**WORK TO COMPLETE**
According to the honeysuckle text, what family of plants does the honeysuckle belong to?

**TEXT UNDER STUDY**
The honeysuckle is a vigorous shrub or vine plant that is part of the Caprifoliaceae family. Honeysuckles originate in the northern hemisphere. They are extremely hardy and tolerant towards heat. Many varieties of honeysuckles produce flowers that are shaped similarly to bells and have soft, sweet scents. These flowers emit an edible nectar that has a sweet taste. As with most plants, there are various different diseases that could affect honeysuckles.
Powdery mildew is a fungal disease that occasionally affects honeysuckles. Some symptoms of powdery mildew include a gray or white dusty layer appearing over the surfaces of the honeysuckle's leaves, or the development of inconspicuous, powdery white circles on the leaves. This growth can often be eliminated by simply rubbing the leaves together. Powdery mildew usually shows up later in the cultivation season, particularly in humid areas. This disease can be treated by the removal and destruction of all parts of the honeysuckle that are infected. Some ways to prevent powdery mildew from occurring in the first place include pruning and thinning to enhance air circulation and not watering the plants from above. In severe cases, fungicides can also be used. The fungicides should consist of ingredients such as neem oil, potassium bicarbonate, copper and sulfur.

(Entries taken from a collection)
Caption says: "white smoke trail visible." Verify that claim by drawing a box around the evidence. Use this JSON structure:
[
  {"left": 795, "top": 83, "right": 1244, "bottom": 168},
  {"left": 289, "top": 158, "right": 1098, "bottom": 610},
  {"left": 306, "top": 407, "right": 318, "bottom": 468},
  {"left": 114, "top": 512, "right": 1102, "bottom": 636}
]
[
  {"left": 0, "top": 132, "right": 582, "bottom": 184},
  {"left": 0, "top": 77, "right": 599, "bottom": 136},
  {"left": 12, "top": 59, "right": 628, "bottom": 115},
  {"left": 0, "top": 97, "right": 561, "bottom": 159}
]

**ANSWER**
The Caprifoliaceae family.